--- Data supplied ---

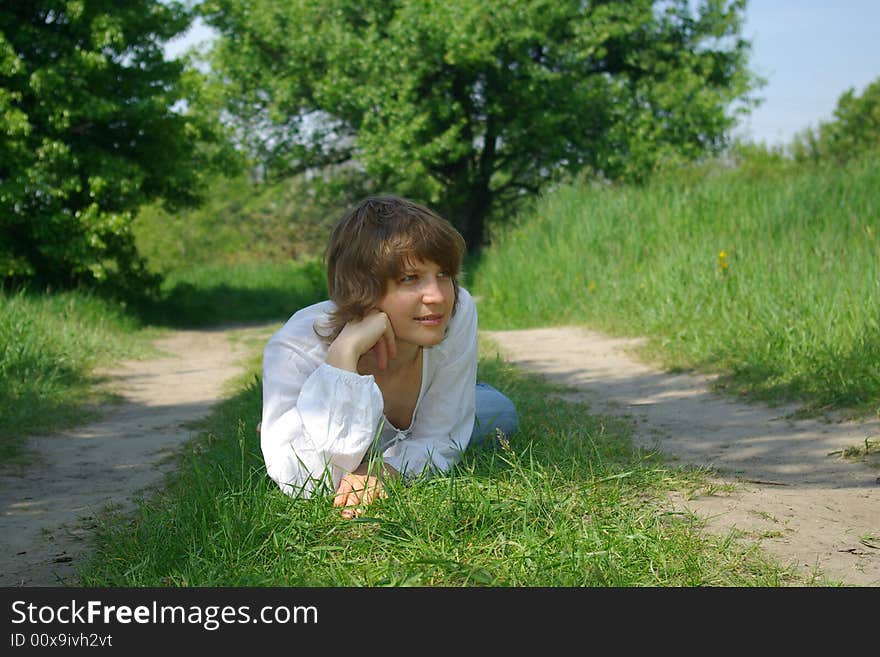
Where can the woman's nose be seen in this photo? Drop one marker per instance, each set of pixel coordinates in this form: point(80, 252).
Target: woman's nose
point(433, 291)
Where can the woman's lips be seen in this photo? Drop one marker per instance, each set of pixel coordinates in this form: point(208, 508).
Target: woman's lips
point(430, 320)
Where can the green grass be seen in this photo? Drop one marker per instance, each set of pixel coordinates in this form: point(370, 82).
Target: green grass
point(50, 344)
point(216, 294)
point(568, 503)
point(794, 314)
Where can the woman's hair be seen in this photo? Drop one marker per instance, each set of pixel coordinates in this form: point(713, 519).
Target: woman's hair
point(374, 242)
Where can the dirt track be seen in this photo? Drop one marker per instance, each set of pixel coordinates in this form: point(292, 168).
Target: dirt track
point(813, 510)
point(46, 512)
point(796, 497)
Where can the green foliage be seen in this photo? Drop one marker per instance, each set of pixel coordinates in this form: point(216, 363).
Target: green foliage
point(567, 503)
point(242, 221)
point(88, 132)
point(470, 106)
point(854, 131)
point(769, 276)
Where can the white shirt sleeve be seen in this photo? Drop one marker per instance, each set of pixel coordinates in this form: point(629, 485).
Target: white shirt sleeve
point(318, 421)
point(444, 419)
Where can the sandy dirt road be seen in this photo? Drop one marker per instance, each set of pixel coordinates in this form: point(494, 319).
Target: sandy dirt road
point(796, 496)
point(47, 511)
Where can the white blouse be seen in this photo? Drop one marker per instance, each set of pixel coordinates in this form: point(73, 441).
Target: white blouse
point(319, 421)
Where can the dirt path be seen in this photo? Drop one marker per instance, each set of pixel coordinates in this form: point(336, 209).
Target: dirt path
point(46, 511)
point(814, 510)
point(803, 503)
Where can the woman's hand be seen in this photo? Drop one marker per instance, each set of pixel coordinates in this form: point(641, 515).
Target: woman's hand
point(361, 488)
point(356, 338)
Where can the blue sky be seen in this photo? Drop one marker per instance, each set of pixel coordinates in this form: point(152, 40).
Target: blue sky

---

(Aim of the exercise):
Some lines contain the word "blue". Pull each one out of the listing.

(Exercise solution):
Where can the blue sky be seen in this photo? Drop one marker per instance, each set of pixel coordinates in this form: point(152, 40).
Target: blue sky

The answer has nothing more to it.